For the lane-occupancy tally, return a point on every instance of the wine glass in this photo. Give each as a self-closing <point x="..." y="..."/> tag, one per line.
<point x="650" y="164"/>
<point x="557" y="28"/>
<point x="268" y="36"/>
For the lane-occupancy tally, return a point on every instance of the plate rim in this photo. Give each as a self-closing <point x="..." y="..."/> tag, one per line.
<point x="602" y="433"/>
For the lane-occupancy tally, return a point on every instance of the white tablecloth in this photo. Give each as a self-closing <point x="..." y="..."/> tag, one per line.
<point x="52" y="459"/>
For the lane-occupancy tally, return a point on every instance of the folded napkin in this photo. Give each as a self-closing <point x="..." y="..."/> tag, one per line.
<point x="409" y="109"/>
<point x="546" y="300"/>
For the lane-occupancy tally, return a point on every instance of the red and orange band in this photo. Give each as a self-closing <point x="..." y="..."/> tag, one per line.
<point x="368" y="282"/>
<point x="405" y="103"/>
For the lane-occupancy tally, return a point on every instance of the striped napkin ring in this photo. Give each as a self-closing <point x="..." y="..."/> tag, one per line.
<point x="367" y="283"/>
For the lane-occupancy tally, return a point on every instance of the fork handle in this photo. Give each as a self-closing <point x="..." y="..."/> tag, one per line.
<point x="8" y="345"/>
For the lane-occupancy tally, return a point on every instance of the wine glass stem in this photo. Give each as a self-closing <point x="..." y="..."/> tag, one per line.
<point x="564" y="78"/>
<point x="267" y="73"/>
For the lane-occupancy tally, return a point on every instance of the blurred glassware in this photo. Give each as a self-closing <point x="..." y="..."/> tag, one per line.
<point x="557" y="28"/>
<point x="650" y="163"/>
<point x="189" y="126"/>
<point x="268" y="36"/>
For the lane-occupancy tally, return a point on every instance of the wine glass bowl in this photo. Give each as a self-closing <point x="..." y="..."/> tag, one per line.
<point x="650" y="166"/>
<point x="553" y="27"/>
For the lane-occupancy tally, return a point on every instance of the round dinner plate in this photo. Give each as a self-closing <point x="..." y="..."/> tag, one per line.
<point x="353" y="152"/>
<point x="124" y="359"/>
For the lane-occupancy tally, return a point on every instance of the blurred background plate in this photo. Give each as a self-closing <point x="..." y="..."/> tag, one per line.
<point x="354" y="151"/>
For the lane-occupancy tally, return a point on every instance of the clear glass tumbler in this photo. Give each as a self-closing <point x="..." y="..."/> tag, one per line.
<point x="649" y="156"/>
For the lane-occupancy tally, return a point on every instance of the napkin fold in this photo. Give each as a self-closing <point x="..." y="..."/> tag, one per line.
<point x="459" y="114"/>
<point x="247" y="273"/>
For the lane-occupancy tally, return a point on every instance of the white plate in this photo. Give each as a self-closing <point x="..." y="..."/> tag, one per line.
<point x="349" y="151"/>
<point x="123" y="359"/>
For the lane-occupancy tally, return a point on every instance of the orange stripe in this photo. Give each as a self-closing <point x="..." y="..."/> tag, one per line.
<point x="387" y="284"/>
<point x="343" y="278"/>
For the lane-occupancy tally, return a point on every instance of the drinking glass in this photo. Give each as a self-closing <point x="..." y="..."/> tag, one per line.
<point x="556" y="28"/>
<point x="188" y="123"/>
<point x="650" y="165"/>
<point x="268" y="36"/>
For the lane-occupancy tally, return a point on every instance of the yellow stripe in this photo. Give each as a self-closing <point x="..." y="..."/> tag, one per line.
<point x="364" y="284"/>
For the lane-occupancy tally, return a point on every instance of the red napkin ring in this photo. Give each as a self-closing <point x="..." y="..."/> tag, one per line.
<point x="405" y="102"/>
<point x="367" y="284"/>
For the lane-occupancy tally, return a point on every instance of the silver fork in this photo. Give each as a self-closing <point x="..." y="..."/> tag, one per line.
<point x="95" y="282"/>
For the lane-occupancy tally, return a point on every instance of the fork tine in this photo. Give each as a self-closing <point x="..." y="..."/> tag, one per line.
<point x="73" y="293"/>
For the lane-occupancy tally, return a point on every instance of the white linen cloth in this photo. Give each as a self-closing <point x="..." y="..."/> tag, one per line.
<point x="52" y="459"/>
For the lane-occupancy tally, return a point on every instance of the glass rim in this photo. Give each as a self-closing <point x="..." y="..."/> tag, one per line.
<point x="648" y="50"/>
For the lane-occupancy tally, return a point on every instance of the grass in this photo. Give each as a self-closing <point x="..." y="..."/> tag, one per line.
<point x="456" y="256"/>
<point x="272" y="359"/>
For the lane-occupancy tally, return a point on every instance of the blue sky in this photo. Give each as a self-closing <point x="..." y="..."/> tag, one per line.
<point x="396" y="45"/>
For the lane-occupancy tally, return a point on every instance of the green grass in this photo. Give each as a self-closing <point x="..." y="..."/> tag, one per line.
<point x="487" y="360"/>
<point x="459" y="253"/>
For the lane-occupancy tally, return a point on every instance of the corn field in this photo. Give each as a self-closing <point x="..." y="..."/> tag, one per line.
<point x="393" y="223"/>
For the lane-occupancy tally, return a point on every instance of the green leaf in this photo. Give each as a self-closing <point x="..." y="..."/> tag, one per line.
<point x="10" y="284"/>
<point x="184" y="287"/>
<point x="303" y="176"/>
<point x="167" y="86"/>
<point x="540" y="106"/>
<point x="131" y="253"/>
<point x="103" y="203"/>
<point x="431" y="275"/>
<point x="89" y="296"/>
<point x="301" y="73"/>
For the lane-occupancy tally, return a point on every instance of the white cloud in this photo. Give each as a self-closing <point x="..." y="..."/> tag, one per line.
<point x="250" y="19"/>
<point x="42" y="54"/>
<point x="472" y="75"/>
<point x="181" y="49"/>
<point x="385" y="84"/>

^^^^^^^^^^^^^^^^

* Objective *
Please put each line of the data above into a JSON list of strings, one string per line, and leave out any blank lines.

* Solution for this problem *
[
  "For the lane-occupancy tally, return a point on every instance of the wine glass in this photo. Give each as a self-closing <point x=\"...\" y=\"...\"/> tag, one per line.",
  "<point x=\"650\" y=\"164\"/>",
  "<point x=\"557\" y=\"28\"/>",
  "<point x=\"268\" y=\"36\"/>",
  "For the lane-occupancy tally, return a point on every instance of the plate rim in this photo. Give each as a self-closing <point x=\"...\" y=\"...\"/> tag, one per line.",
  "<point x=\"602\" y=\"433\"/>",
  "For the lane-occupancy tally, return a point on every instance of the white tablecloth in this photo. Give each as a self-closing <point x=\"...\" y=\"...\"/> tag, one per line.",
  "<point x=\"52\" y=\"459\"/>",
  "For the lane-occupancy tally, return a point on every instance of the folded napkin in this photo. Give each as a self-closing <point x=\"...\" y=\"...\"/> tag, one per line.",
  "<point x=\"409\" y=\"109\"/>",
  "<point x=\"546\" y=\"300\"/>",
  "For the lane-occupancy tally, return a point on every instance of the red and orange band in this photo. Give each as a self-closing <point x=\"...\" y=\"...\"/> tag, one per line.",
  "<point x=\"368\" y=\"282\"/>",
  "<point x=\"405\" y=\"103\"/>",
  "For the lane-occupancy tally, return a point on every instance of the striped napkin ring in this photo. Give each as a self-closing <point x=\"...\" y=\"...\"/> tag, one per line.",
  "<point x=\"367\" y=\"283\"/>",
  "For the lane-occupancy tally, return a point on every instance of the fork handle in this photo. Give each as a self-closing <point x=\"...\" y=\"...\"/> tag, one per line.",
  "<point x=\"8\" y=\"345\"/>",
  "For the lane-occupancy tally, return a point on every instance of the wine glass stem in this photo. Give each as a self-closing <point x=\"...\" y=\"...\"/> tag, one per line.",
  "<point x=\"564\" y=\"78\"/>",
  "<point x=\"267\" y=\"73\"/>",
  "For the lane-occupancy tally, return a point on every instance of the blurred glassware in this photo. Give each as a self-closing <point x=\"...\" y=\"...\"/> tag, one per line.",
  "<point x=\"557\" y=\"28\"/>",
  "<point x=\"650\" y=\"163\"/>",
  "<point x=\"189\" y=\"126\"/>",
  "<point x=\"268\" y=\"36\"/>",
  "For the lane-occupancy tally, return a point on every instance of the wine glass bowl in this photo. Give each as a self-closing <point x=\"...\" y=\"...\"/> tag, one per line.",
  "<point x=\"650\" y=\"166\"/>",
  "<point x=\"553\" y=\"27\"/>",
  "For the lane-occupancy tally, return a point on every instance of the round dinner plate in this photo. Give each as a self-closing <point x=\"...\" y=\"...\"/> tag, one per line.",
  "<point x=\"353\" y=\"152\"/>",
  "<point x=\"124\" y=\"359\"/>",
  "For the lane-occupancy tally, return a point on every instance of the blurred background plate in this photo. Give each as a self-closing <point x=\"...\" y=\"...\"/> tag, one per line.",
  "<point x=\"354\" y=\"151\"/>",
  "For the lane-occupancy tally, return a point on every instance of the clear glass tumbler in this photo. Give each as a self-closing <point x=\"...\" y=\"...\"/> tag, one per line.",
  "<point x=\"649\" y=\"156\"/>",
  "For the lane-occupancy tally, return a point on every instance of the napkin fold in this photo. Give each as a self-closing <point x=\"...\" y=\"...\"/> tag, one per line.",
  "<point x=\"459\" y=\"114\"/>",
  "<point x=\"247\" y=\"273\"/>",
  "For the lane-occupancy tally, return a point on every instance of the white plate in this photo. Give each as a self-closing <point x=\"...\" y=\"...\"/> tag, one per line.",
  "<point x=\"349\" y=\"151\"/>",
  "<point x=\"123\" y=\"359\"/>",
  "For the lane-occupancy tally, return a point on every instance of the orange stripe in this photo. Give each as a self-closing <point x=\"...\" y=\"...\"/> tag, one per line.",
  "<point x=\"387\" y=\"284\"/>",
  "<point x=\"343\" y=\"278\"/>",
  "For the lane-occupancy tally, return a point on every instance of the drinking glass in this photo. Give each as a self-closing <point x=\"...\" y=\"...\"/> tag, one per line.",
  "<point x=\"556\" y=\"28\"/>",
  "<point x=\"188\" y=\"123\"/>",
  "<point x=\"650\" y=\"165\"/>",
  "<point x=\"268\" y=\"36\"/>",
  "For the lane-occupancy tally, return a point on every instance of the yellow stripe in this photo. Give each as a self-closing <point x=\"...\" y=\"...\"/> tag, one per line.",
  "<point x=\"364\" y=\"284\"/>",
  "For the lane-occupancy tally, return a point on every instance of the red napkin ring in this photo. Give each as a self-closing <point x=\"...\" y=\"...\"/> tag, one per line.",
  "<point x=\"405\" y=\"102\"/>",
  "<point x=\"367\" y=\"284\"/>",
  "For the lane-occupancy tally, return a point on every instance of the silver fork in this photo. Give each as a self-closing <point x=\"...\" y=\"...\"/> tag, one per line.",
  "<point x=\"95\" y=\"282\"/>",
  "For the lane-occupancy tally, return a point on every instance of the fork tine in this photo. Give each as a self-closing <point x=\"...\" y=\"...\"/> tag, one per line.",
  "<point x=\"73\" y=\"293\"/>",
  "For the lane-occupancy tally, return a point on every instance of the white linen cloth in this photo. Give each as a self-closing <point x=\"...\" y=\"...\"/> tag, one per line.",
  "<point x=\"52\" y=\"459\"/>",
  "For the lane-occupancy tally, return a point on every instance of the glass rim in this photo. Give each as a self-closing <point x=\"...\" y=\"...\"/> tag, one per line.",
  "<point x=\"648\" y=\"50\"/>",
  "For the lane-occupancy tally, return a point on every instance of the grass in this photo. Give each as a self-closing <point x=\"...\" y=\"...\"/> tag, one per line.",
  "<point x=\"456\" y=\"256\"/>",
  "<point x=\"272\" y=\"359\"/>",
  "For the lane-occupancy tally, return a point on every instance of the blue sky in this photo. Give each as a self-closing <point x=\"...\" y=\"...\"/> tag, one per line.",
  "<point x=\"396\" y=\"45\"/>",
  "For the lane-occupancy tally, return a point on every instance of the green grass in this photo. Give each as a self-closing <point x=\"...\" y=\"...\"/> tag, one per line.",
  "<point x=\"487\" y=\"360\"/>",
  "<point x=\"459\" y=\"253\"/>",
  "For the lane-occupancy tally, return a point on every instance of the corn field in this photo. Give each as a self-closing <point x=\"...\" y=\"...\"/> tag, one per line.",
  "<point x=\"393\" y=\"223\"/>",
  "For the lane-occupancy tally, return a point on every instance of the green leaf in this photo. Give each as a self-closing <point x=\"...\" y=\"...\"/> tag, one per line.",
  "<point x=\"10\" y=\"284\"/>",
  "<point x=\"184\" y=\"287\"/>",
  "<point x=\"303\" y=\"176\"/>",
  "<point x=\"167\" y=\"86\"/>",
  "<point x=\"540\" y=\"106\"/>",
  "<point x=\"131\" y=\"253\"/>",
  "<point x=\"103\" y=\"203\"/>",
  "<point x=\"431\" y=\"275\"/>",
  "<point x=\"89\" y=\"296\"/>",
  "<point x=\"301\" y=\"73\"/>",
  "For the lane-occupancy tally, return a point on every instance of the white cloud in this photo. Give each as a self-closing <point x=\"...\" y=\"...\"/> tag, one per line.",
  "<point x=\"250\" y=\"19\"/>",
  "<point x=\"42\" y=\"54\"/>",
  "<point x=\"472\" y=\"75\"/>",
  "<point x=\"181\" y=\"49\"/>",
  "<point x=\"385\" y=\"84\"/>"
]